#### RAW DATA

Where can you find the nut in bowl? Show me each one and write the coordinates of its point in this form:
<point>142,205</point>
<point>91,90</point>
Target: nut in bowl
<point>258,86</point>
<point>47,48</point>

########
#### RAW DATA

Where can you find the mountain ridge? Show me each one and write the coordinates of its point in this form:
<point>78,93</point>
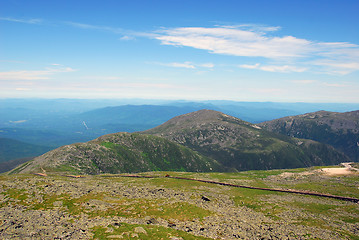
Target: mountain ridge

########
#### RAW DATA

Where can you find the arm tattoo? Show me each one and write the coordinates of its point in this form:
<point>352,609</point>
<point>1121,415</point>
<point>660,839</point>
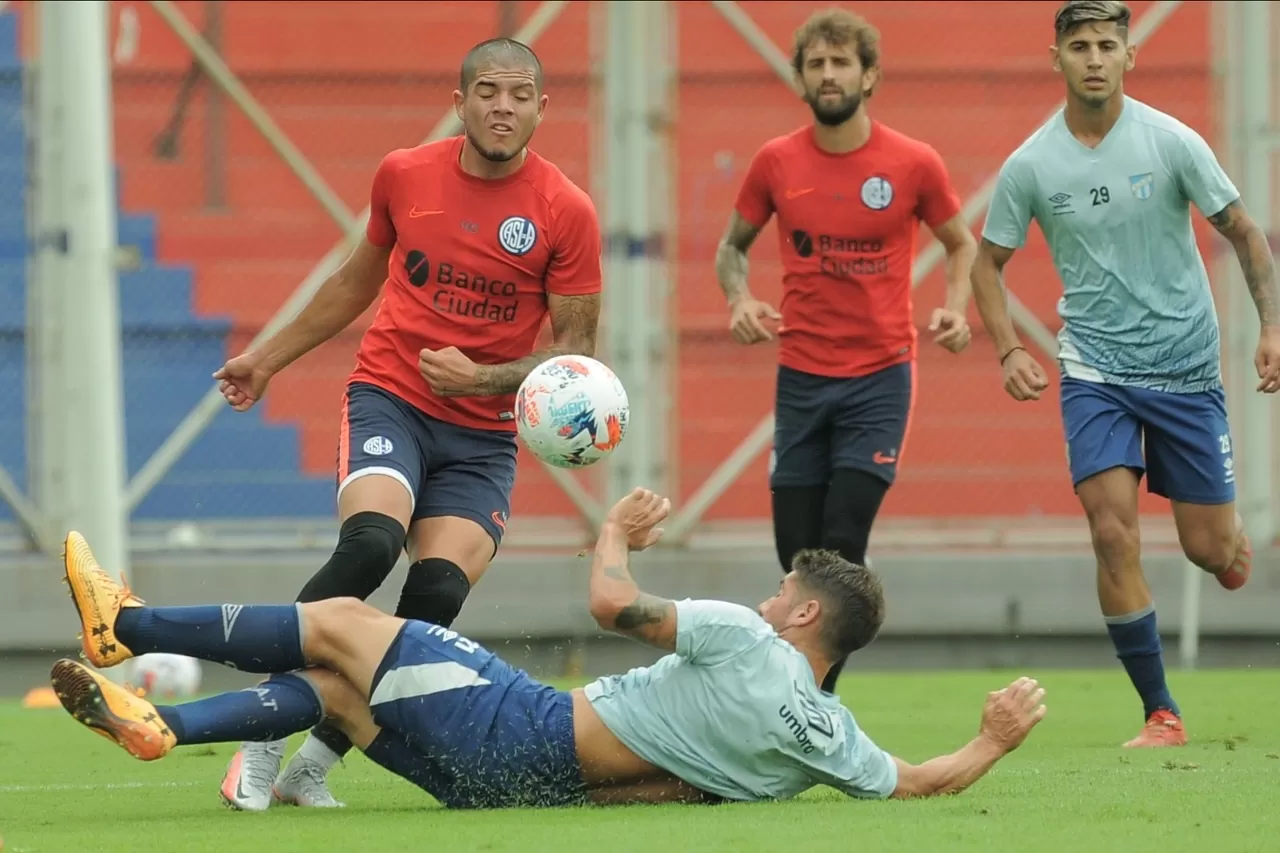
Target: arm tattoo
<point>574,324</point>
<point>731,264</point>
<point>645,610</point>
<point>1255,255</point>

########

▸ WHAT TO WORK ON:
Reply with nothing but a number. State how many lines in the records hold the word "ridge".

▸ SOLVED EXERCISE:
2